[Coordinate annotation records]
========
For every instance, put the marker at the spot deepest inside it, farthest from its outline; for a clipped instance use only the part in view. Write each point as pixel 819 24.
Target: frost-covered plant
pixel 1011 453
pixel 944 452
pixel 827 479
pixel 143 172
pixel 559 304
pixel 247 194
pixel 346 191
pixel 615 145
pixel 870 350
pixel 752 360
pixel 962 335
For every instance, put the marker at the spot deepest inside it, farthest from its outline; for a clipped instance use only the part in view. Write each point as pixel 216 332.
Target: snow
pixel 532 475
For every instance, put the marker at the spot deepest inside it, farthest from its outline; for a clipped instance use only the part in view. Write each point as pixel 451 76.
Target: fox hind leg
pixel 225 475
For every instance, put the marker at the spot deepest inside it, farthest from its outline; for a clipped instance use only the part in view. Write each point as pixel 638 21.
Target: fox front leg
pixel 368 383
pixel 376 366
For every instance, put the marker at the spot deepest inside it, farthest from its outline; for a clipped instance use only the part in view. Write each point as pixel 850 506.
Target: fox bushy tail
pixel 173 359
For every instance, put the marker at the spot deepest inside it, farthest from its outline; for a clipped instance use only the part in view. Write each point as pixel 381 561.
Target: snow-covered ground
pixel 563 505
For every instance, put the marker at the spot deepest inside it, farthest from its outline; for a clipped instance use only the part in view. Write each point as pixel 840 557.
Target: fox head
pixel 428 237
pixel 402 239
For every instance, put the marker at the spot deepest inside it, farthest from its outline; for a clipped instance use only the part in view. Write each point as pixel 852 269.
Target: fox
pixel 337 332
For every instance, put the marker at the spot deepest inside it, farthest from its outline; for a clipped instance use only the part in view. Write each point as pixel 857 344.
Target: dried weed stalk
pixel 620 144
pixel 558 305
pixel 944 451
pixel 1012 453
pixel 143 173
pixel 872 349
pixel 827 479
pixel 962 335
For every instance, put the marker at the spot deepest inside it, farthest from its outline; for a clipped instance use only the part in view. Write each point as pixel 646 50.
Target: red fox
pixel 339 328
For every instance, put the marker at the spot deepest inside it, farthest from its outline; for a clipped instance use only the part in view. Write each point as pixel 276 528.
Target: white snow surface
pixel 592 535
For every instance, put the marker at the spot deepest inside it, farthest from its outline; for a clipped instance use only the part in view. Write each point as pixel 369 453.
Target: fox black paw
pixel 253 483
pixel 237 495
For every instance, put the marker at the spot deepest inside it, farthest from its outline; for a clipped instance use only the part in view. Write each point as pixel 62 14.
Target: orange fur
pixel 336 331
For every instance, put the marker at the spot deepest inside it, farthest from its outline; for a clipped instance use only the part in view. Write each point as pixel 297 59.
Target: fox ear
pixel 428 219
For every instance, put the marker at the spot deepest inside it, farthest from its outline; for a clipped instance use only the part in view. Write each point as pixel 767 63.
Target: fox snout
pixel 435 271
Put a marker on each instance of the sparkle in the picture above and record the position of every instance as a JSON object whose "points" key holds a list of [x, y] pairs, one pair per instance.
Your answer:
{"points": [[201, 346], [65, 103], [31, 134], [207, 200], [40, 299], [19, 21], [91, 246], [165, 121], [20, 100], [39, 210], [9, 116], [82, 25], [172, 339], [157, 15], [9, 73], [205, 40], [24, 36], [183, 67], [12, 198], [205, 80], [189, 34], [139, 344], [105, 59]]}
========
PROBLEM DETAILS: Reproduce the lines of the rows starting at the line containing "pixel 857 344." and ending at the line containing "pixel 237 495", with both of those lines included.

THE RESULT:
For every instance, put the marker at the spot deepest inside it, farthest from its outline; for a clipped instance use only the part in view. Write each point as pixel 857 344.
Target: dried weed stalk
pixel 620 144
pixel 558 305
pixel 944 451
pixel 1012 453
pixel 143 173
pixel 872 349
pixel 827 479
pixel 962 335
For every instance, put the marker at the spot deepest inside it, farthest from its outline; for a clipped instance use only the part in view. Write each point as pixel 646 50.
Target: red fox
pixel 339 328
For every instance, put the marker at the spot deepest inside it, farthest from its outline; for a clipped instance use only the part in view. Write each point as pixel 276 528.
Target: white snow surface
pixel 592 535
For every instance, put the marker at the spot deepest inside it, farthest from its outline; for a clipped instance use only the part in view. Write each point as pixel 369 453.
Target: fox black paw
pixel 253 483
pixel 237 495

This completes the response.